In the listing below, find each line with the string "positive" and report it.

Given entries:
________________________________________
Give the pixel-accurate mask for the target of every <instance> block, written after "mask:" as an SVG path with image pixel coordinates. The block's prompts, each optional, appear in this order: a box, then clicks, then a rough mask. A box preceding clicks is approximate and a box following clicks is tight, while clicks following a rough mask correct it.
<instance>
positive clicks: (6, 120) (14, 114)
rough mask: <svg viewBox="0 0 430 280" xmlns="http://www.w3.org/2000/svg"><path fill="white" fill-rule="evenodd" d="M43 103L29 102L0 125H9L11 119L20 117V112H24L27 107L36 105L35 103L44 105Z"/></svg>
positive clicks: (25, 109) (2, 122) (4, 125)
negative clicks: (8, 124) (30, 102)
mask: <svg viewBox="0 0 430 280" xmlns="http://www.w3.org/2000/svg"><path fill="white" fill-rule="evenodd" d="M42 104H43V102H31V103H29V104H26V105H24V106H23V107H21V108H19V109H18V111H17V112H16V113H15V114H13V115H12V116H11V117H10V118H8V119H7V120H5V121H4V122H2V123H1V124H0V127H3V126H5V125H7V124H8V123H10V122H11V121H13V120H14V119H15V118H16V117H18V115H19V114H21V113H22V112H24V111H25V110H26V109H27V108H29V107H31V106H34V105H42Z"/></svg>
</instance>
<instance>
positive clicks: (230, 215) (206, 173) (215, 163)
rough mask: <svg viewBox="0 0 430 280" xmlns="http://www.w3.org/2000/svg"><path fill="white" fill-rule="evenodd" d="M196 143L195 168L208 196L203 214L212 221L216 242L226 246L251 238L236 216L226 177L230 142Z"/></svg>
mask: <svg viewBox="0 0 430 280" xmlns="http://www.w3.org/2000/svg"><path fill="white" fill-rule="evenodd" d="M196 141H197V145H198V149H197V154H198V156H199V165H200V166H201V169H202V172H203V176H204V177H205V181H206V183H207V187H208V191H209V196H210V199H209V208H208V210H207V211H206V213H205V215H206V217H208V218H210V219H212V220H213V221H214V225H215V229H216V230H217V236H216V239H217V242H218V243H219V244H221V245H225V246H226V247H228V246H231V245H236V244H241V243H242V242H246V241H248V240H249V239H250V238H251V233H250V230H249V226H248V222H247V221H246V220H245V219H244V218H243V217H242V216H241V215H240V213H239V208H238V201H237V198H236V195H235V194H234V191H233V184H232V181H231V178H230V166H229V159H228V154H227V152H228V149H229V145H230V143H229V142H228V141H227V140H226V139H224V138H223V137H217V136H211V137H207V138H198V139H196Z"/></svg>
________________________________________
Exercise output:
positive clicks: (6, 120) (14, 114)
positive clicks: (25, 109) (2, 122) (4, 125)
positive clicks: (230, 215) (206, 173) (215, 163)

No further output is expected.